In the listing that follows, how many lines hold the string "point"? Answer with the number only.

• **SUPPLIED RECORDS**:

Segment Open

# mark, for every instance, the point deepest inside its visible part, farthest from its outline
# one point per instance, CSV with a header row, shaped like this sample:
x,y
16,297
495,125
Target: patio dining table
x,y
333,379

Segment Closed

• **RESULT OF THE EXERCISE**: 2